EXTRACTED MATERIAL >>
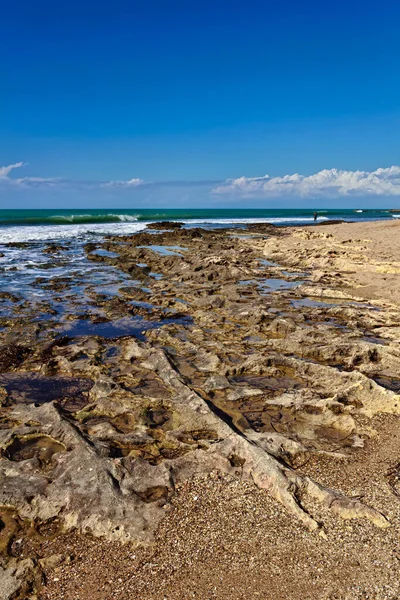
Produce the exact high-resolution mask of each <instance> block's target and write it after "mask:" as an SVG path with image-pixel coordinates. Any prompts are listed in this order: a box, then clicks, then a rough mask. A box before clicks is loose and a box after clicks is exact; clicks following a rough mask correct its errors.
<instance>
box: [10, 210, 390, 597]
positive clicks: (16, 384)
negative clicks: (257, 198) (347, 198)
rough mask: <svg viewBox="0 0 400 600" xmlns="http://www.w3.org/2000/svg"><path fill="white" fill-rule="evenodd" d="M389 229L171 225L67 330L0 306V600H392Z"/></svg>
mask: <svg viewBox="0 0 400 600" xmlns="http://www.w3.org/2000/svg"><path fill="white" fill-rule="evenodd" d="M399 221H400V220H399ZM399 221H385V222H371V223H341V224H336V225H327V224H320V225H318V226H310V227H301V228H300V227H286V228H281V227H280V228H278V227H273V226H270V225H267V224H260V225H248V227H247V228H246V229H245V230H241V231H238V230H237V229H236V230H235V229H229V228H227V229H219V230H205V229H200V228H193V229H185V228H179V227H178V226H176V225H175V226H173V227H172V226H171V225H168V224H163V225H162V226H159V231H158V230H157V228H156V227H153V228H149V229H148V230H146V231H143V232H140V233H137V234H136V235H133V236H132V235H131V236H115V237H112V236H110V237H109V238H107V239H105V241H103V242H98V243H88V244H87V245H86V248H85V252H86V260H88V261H90V263H91V264H93V265H95V266H96V267H98V268H99V270H101V269H108V270H107V273H112V274H114V273H118V277H120V278H121V279H119V280H118V282H117V283H118V286H117V287H118V289H117V291H116V292H115V293H112V294H111V293H110V294H108V295H107V294H104V293H101V291H99V290H98V288H97V287H96V284H95V283H91V284H90V285H86V284H85V285H86V287H85V288H84V291H82V290H81V289H80V291H79V293H76V292H74V293H72V292H71V285H72V284H71V282H68V281H67V280H66V279H65V278H64V279H63V278H59V279H57V278H56V277H54V278H52V279H51V281H50V282H48V283H46V285H47V288H48V291H49V294H50V296H51V298H52V301H53V300H54V298H57V297H60V298H61V297H64V300H65V298H68V297H69V294H70V292H71V299H70V300H68V302H69V304H70V311H69V312H68V311H66V312H65V313H64V315H63V317H62V320H61V321H62V322H61V321H60V323H58V322H57V323H58V325H57V327H58V328H57V327H55V325H54V321H51V318H53V319H58V317H57V316H55V317H51V314H52V313H51V310H54V307H53V306H52V305H51V302H50V300H48V301H47V300H46V302H48V306H47V309H46V310H47V311H48V315H49V318H48V319H47V320H46V319H45V318H42V319H40V321H39V320H38V319H37V318H36V316H37V312H35V309H34V305H32V308H30V307H29V306H28V305H23V304H20V305H19V304H18V303H17V302H16V301H15V300H13V299H12V298H10V297H7V298H6V297H4V300H5V301H7V302H9V303H10V306H11V309H12V307H13V306H14V309H13V310H14V312H13V313H10V316H9V317H7V318H4V319H3V320H2V322H1V327H2V329H1V330H0V344H1V353H0V394H1V395H0V398H1V403H2V406H1V409H0V410H1V414H0V416H1V430H0V442H1V446H2V457H1V459H0V479H1V486H0V490H1V491H0V505H1V508H0V519H1V521H0V523H2V527H1V528H0V552H1V554H0V556H1V563H0V569H2V572H0V576H1V577H2V581H3V582H4V585H3V589H2V591H0V598H1V599H2V600H3V598H4V599H7V600H8V599H10V600H11V599H14V600H16V599H19V600H22V599H25V598H31V599H33V598H35V599H40V600H53V599H54V600H55V599H57V600H78V599H79V600H112V599H118V600H128V599H129V600H133V599H138V600H156V599H160V598H161V599H164V598H165V599H168V600H186V599H188V598H199V599H208V598H210V599H211V598H212V599H217V600H228V599H234V600H236V599H238V600H239V599H244V600H247V599H250V598H260V599H265V600H269V599H271V600H272V599H274V600H275V599H276V600H283V599H288V598H290V599H291V600H366V599H370V600H371V599H374V600H395V599H397V598H399V597H400V582H399V581H400V578H399V568H400V562H399V561H400V547H399V541H398V540H399V535H400V510H399V509H400V504H399V502H400V428H399V415H400V354H399V350H398V348H399V345H398V344H399V338H400V277H399V274H400V235H399V234H400V222H399ZM46 252H47V256H50V257H51V260H53V259H54V262H57V261H59V260H61V259H60V257H62V256H63V254H65V253H68V244H67V242H65V243H60V244H59V245H54V244H53V245H52V244H49V246H48V248H47V250H46ZM99 272H100V271H99ZM113 276H114V275H113ZM99 277H100V275H99ZM117 283H115V282H114V280H113V281H112V284H113V285H117ZM73 285H74V286H77V285H78V286H79V280H74V282H73ZM83 296H84V297H85V302H87V307H86V308H85V310H84V311H83V310H82V298H83ZM60 301H61V300H60ZM43 306H44V304H43ZM11 309H10V310H11Z"/></svg>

WHAT TO PRODUCE >> Only lines with the word "clicks" should be collected from the material.

ANSWER FOR THE TASK >>
Produce the exact high-resolution mask of each <instance> block's target and write it after "mask:" as an SVG path with image-pixel coordinates. Any prompts are listed in this order: a box, then clicks, then a rough mask. A box before clicks is loose and a box after clicks is exact; clicks following a rough mask correct its errors.
positive clicks: (16, 384)
negative clicks: (257, 198) (347, 198)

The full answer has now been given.